Task to complete:
Word for word, repeat the lines of the records from the one containing "Place one keypoint on each instance of the lamp shade" through the last line, both included.

Saved entries:

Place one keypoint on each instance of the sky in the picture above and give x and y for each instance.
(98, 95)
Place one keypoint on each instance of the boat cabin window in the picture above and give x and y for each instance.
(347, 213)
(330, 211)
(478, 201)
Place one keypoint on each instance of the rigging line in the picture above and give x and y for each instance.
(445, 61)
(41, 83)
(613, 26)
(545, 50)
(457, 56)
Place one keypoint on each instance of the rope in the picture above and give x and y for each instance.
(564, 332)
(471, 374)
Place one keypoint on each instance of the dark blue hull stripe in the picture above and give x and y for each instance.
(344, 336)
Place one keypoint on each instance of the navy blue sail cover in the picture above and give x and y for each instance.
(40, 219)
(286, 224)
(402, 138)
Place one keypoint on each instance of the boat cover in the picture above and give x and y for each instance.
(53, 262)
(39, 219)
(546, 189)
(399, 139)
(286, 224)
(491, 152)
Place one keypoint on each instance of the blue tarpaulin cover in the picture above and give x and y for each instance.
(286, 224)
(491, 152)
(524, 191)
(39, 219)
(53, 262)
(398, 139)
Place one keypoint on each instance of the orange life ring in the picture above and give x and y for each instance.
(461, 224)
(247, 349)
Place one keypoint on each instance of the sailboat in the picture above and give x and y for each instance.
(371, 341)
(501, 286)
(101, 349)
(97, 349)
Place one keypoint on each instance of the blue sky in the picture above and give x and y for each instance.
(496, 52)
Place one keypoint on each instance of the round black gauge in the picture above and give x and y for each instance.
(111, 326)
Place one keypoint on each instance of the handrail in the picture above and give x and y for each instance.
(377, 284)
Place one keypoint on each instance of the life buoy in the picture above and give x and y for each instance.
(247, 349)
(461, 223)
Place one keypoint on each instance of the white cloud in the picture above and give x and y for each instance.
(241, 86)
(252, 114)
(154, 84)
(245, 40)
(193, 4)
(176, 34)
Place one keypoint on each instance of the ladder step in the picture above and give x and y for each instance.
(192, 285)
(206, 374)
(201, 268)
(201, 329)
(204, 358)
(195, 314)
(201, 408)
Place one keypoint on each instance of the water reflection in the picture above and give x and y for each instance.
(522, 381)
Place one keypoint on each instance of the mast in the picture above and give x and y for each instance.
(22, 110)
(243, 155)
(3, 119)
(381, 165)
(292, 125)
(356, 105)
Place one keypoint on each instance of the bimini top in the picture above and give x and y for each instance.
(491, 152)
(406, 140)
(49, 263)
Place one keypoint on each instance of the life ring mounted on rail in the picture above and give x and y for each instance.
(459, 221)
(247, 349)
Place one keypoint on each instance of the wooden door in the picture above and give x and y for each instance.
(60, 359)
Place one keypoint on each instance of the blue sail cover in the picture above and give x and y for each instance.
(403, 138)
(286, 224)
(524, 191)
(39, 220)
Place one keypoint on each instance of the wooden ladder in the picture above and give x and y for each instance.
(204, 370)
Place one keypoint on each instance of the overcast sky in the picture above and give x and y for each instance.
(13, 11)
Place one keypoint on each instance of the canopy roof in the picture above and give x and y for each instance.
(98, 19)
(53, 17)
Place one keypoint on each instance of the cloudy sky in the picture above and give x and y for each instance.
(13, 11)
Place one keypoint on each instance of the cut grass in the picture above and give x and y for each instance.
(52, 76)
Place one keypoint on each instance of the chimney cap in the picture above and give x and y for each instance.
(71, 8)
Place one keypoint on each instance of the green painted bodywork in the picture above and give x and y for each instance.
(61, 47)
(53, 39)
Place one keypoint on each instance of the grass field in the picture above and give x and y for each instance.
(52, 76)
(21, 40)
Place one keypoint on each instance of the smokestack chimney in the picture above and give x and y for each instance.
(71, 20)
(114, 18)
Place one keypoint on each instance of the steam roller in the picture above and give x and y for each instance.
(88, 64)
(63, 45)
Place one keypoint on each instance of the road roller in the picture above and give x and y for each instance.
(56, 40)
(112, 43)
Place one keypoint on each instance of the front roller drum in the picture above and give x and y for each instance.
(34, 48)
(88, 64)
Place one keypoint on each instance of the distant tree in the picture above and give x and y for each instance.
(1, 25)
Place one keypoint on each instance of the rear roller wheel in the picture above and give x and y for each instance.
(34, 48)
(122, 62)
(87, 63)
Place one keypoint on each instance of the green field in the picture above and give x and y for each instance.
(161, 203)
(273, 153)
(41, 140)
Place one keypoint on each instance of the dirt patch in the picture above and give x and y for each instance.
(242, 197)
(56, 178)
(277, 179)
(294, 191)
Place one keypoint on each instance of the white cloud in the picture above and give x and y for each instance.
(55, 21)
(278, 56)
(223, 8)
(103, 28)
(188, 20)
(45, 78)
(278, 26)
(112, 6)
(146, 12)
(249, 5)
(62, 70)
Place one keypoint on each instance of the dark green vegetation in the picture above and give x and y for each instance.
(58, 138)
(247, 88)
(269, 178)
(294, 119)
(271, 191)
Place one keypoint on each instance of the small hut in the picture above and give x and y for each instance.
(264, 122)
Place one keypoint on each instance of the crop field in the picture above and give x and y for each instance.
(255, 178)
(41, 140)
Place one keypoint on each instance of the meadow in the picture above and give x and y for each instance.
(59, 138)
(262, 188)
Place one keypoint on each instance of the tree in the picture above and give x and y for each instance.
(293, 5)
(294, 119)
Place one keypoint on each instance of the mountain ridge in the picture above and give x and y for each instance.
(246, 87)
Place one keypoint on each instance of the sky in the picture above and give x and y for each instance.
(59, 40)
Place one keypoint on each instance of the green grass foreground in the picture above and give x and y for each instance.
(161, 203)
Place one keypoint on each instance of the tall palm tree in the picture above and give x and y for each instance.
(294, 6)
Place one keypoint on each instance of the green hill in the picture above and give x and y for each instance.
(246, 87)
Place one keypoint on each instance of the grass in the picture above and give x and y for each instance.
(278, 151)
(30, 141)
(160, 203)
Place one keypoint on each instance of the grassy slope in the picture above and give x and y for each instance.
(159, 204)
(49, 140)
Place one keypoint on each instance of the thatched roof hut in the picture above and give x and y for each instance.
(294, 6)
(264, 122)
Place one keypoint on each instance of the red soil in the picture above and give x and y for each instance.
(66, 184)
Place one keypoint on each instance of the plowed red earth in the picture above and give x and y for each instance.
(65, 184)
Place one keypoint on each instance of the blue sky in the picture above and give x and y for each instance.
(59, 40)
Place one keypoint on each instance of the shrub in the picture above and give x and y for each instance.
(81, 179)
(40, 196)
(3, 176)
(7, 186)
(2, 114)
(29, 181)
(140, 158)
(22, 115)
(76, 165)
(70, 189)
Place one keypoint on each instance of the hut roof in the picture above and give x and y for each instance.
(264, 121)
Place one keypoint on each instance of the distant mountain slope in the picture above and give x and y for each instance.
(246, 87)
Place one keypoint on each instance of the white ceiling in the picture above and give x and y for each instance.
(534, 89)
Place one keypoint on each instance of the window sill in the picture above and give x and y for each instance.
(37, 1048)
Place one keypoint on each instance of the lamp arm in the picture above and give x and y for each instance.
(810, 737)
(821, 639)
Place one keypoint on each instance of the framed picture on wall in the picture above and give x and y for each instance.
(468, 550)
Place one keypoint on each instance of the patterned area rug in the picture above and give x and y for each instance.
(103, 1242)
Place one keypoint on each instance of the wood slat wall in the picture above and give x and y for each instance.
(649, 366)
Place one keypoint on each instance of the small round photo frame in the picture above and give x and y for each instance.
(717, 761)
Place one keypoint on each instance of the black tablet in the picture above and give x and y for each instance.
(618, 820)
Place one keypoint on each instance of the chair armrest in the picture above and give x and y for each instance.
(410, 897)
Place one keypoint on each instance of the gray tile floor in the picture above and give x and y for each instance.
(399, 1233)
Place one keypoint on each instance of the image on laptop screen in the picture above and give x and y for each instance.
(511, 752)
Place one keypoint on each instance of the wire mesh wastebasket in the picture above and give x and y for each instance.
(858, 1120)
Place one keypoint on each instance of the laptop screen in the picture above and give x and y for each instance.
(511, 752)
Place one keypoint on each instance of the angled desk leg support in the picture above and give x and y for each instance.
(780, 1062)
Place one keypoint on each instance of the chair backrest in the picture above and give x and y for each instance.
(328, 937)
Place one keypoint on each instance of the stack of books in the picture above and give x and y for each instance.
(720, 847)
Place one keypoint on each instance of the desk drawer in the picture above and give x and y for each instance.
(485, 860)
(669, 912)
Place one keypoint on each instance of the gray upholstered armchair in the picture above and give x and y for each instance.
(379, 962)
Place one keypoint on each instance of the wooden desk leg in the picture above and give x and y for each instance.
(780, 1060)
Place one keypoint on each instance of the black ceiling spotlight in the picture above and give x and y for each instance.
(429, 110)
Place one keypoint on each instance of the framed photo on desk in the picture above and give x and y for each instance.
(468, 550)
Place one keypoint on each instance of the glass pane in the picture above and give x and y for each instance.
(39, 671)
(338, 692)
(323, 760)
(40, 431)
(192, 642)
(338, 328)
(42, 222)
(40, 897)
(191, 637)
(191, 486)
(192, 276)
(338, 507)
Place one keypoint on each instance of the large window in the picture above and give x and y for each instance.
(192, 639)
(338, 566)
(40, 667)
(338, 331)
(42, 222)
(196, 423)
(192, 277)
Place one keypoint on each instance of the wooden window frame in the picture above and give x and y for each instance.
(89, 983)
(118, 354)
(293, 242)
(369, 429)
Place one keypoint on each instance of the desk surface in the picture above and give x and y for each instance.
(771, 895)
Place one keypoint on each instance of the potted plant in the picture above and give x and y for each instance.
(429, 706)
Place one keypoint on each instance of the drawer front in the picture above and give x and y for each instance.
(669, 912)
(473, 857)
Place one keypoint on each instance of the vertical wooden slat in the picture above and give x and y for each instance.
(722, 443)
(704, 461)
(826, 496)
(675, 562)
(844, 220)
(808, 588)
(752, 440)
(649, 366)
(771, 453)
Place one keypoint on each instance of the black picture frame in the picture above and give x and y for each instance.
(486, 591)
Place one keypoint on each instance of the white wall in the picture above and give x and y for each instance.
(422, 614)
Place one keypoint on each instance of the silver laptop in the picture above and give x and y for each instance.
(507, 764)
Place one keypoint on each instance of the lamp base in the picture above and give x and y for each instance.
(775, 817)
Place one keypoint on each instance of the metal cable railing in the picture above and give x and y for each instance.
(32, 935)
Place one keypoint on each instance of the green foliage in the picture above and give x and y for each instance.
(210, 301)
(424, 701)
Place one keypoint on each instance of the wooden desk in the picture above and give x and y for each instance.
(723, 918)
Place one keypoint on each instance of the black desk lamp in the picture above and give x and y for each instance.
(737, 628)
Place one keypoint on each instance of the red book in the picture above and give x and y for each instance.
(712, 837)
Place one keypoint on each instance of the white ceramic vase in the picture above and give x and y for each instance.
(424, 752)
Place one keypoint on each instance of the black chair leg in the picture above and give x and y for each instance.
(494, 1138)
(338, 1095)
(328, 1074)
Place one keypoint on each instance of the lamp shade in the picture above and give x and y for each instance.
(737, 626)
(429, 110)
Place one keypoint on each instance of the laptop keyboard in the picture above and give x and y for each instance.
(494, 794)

Output:
Place one keypoint on each instance of the lamp shade in the picture above and give x and y for each instance.
(737, 626)
(429, 110)
Place one keypoint on each instance of the laptop keyboard in the picture above and give x and y for each instance.
(494, 794)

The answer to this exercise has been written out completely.